— Task brief —
Can you reproduce the material below with "straight edges between vertices" switched to "straight segments joining the vertices" everywhere it occurs, leaving everything else unchanged?

— Task material —
+++
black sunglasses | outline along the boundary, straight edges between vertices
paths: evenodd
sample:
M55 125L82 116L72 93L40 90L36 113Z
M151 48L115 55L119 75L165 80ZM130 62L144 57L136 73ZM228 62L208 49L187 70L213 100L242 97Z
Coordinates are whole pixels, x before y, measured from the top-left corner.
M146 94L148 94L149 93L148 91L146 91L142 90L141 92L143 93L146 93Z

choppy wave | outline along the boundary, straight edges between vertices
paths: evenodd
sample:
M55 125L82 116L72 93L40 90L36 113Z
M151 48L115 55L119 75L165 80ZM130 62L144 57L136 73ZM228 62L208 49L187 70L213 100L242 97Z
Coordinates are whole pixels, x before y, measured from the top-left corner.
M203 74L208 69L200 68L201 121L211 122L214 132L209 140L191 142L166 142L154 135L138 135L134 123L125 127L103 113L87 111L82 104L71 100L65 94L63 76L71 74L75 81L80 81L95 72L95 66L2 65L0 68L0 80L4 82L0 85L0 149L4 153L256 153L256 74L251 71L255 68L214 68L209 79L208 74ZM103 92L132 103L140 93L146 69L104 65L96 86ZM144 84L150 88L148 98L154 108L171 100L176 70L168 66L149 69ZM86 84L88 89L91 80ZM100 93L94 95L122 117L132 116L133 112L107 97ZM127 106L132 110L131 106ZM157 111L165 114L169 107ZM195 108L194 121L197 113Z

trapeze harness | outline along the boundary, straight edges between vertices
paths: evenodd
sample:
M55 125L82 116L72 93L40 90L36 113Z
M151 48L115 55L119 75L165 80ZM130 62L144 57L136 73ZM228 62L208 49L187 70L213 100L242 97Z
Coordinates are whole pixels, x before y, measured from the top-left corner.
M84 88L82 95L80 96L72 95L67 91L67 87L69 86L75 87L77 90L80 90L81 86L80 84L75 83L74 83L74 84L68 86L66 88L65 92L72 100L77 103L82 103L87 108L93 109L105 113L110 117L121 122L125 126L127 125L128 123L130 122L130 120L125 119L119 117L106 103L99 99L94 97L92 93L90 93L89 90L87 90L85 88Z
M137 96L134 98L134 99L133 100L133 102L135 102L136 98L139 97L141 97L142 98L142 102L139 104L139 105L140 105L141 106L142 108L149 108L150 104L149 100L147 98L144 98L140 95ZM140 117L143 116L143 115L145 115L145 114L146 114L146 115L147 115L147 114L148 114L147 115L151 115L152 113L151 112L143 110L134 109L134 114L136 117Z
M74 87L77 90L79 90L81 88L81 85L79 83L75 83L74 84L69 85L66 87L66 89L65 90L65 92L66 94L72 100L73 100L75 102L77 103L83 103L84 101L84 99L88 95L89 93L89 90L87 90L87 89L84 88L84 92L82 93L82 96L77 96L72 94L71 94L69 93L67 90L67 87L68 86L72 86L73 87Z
+++
— Solution to this problem —
black sunglasses | outline along the boundary, straight segments joining the vertices
paths: evenodd
sample:
M55 125L82 116L72 93L40 90L36 113Z
M151 48L115 55L119 75L165 80ZM130 62L144 57L136 73ZM228 62L208 49L187 70L213 100L242 97Z
Coordinates are whole pixels, x before y, measured from the top-left corner.
M146 94L148 94L149 93L148 91L146 91L142 90L141 92L143 93L146 93Z

choppy wave | outline along the boundary, straight segments joining the vertices
paths: evenodd
sample:
M55 125L82 116L72 93L40 90L36 113Z
M151 48L115 55L119 75L165 80ZM130 62L144 57L136 73ZM228 62L208 49L187 70L213 100L242 97Z
Coordinates are whole pixels, x before y, measured from the top-left corner.
M203 74L208 69L200 68L201 121L211 122L214 132L209 140L191 142L166 142L154 135L138 135L134 123L125 127L103 113L87 111L82 104L71 100L65 94L63 76L71 74L75 81L80 81L95 72L95 66L2 65L0 68L0 80L4 82L0 85L0 149L4 153L256 153L256 74L251 71L255 68L214 68L209 79L208 74ZM103 92L132 103L140 93L146 69L104 65L96 86ZM144 84L150 88L148 98L154 108L171 100L176 70L168 66L149 69ZM86 84L88 89L91 80ZM100 93L94 95L122 117L132 116L133 112L107 97ZM127 106L132 110L131 106ZM157 111L165 114L169 107ZM195 108L194 121L197 113Z

trapeze harness | outline along the boundary, straight segments joining the vertices
paths: evenodd
sample:
M55 125L82 116L72 93L40 90L36 113Z
M151 48L115 55L119 75L165 80ZM130 62L144 57L136 73ZM228 62L208 49L187 70L213 100L242 97Z
Coordinates are whole pixels, x before y, measured from the top-left corner.
M84 88L82 95L80 96L72 95L67 91L67 87L69 86L75 87L77 90L80 90L81 86L80 84L75 83L74 83L74 84L68 86L66 88L65 92L72 100L77 103L82 103L87 108L93 109L105 113L110 117L121 122L125 126L127 125L128 123L130 122L130 120L125 119L119 117L106 103L99 99L94 97L92 93L90 93L89 90L87 90L85 88Z
M137 96L134 98L134 99L133 100L133 102L135 102L136 98L139 97L141 97L142 98L142 102L139 104L139 105L140 105L141 106L142 108L149 108L150 104L149 100L147 98L144 98L140 95ZM140 117L143 116L143 115L145 115L145 114L146 114L146 115L147 115L147 114L148 114L147 115L151 115L152 113L151 112L143 110L134 109L134 114L136 117Z
M74 87L77 90L79 90L81 88L81 85L79 83L75 83L74 84L69 85L66 87L66 89L65 90L65 92L66 94L72 100L73 100L75 102L77 103L83 103L84 101L84 99L88 95L89 93L89 90L87 90L87 89L84 88L84 92L82 93L82 96L77 96L72 94L71 94L69 93L67 90L67 87L68 86L72 86L73 87Z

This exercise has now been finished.